**提供データ**.
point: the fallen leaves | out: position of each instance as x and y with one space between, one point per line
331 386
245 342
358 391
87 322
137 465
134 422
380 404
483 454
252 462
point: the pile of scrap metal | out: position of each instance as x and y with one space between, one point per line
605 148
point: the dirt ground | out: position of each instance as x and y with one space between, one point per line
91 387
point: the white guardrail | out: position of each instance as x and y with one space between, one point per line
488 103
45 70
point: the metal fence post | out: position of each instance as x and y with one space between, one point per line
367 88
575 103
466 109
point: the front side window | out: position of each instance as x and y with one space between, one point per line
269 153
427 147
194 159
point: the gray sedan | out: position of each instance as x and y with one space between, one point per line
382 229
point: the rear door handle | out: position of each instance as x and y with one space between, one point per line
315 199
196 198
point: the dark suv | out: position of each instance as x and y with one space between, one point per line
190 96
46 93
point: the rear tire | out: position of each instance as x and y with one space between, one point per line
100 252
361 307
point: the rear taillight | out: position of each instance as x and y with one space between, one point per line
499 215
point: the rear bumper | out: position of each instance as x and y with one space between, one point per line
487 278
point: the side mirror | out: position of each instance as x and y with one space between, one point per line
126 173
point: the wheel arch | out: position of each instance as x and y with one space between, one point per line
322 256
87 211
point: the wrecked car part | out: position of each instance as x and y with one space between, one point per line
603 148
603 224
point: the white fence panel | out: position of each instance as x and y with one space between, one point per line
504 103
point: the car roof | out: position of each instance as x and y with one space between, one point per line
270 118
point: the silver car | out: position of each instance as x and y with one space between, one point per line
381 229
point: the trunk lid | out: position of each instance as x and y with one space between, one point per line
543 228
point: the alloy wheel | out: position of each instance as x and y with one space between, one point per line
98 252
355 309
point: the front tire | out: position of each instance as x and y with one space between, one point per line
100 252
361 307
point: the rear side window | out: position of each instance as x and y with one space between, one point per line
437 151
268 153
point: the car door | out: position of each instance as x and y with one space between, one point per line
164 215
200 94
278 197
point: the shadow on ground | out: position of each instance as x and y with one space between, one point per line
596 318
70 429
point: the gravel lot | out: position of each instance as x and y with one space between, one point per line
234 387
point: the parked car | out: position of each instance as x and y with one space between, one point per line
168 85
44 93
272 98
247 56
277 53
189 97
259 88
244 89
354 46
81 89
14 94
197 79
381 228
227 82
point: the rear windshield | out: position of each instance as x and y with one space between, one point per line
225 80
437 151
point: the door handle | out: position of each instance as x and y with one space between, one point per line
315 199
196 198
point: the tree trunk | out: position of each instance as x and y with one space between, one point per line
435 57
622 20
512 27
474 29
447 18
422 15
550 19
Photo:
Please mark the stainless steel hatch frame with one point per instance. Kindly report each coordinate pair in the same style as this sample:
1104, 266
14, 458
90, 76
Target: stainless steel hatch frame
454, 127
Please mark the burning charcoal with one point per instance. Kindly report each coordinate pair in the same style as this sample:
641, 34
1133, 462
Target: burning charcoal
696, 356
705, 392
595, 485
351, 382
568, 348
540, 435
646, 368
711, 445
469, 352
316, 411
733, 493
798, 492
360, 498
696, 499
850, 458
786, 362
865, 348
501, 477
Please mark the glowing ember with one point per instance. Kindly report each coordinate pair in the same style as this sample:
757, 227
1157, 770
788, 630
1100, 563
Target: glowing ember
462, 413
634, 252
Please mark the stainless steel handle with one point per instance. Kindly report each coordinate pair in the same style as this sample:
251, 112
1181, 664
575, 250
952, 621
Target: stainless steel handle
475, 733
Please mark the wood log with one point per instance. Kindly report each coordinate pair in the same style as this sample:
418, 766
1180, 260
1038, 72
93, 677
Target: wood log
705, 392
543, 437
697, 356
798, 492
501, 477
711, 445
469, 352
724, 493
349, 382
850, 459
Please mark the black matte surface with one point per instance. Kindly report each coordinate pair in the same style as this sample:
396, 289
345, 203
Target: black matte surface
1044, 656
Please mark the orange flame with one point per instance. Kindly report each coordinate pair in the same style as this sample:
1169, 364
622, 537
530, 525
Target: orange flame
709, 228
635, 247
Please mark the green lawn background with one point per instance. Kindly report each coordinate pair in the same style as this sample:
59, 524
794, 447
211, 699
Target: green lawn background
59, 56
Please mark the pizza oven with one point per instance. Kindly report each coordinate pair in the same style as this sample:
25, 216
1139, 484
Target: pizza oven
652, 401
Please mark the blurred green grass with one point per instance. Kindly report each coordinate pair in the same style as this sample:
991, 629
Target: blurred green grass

**指示**.
「Please mark the green」を含む行からデータの末尾までを、空行を除いてMarkdownの表に変換してください。列名は「番号」と「行」とし、それぞれに行番号と行の内容を入れること。

**回答全文**.
| 番号 | 行 |
|---|---|
| 1 | Please mark the green lawn background with one point per instance. Kindly report each coordinate pair in the same style as this sample: |
| 2 | 59, 524 |
| 3 | 794, 447 |
| 4 | 211, 699 |
| 5 | Target: green lawn background |
| 6 | 59, 56 |
| 7 | Please mark the pizza oven with one point per instance. Kindly report each coordinate pair in the same style as this sample: |
| 8 | 25, 216 |
| 9 | 1139, 484 |
| 10 | Target: pizza oven |
| 11 | 652, 401 |
| 12 | Please mark the blurred green grass with one point per instance. Kindly report each coordinate pair in the same style as this sample: |
| 13 | 991, 629 |
| 14 | Target: blurred green grass |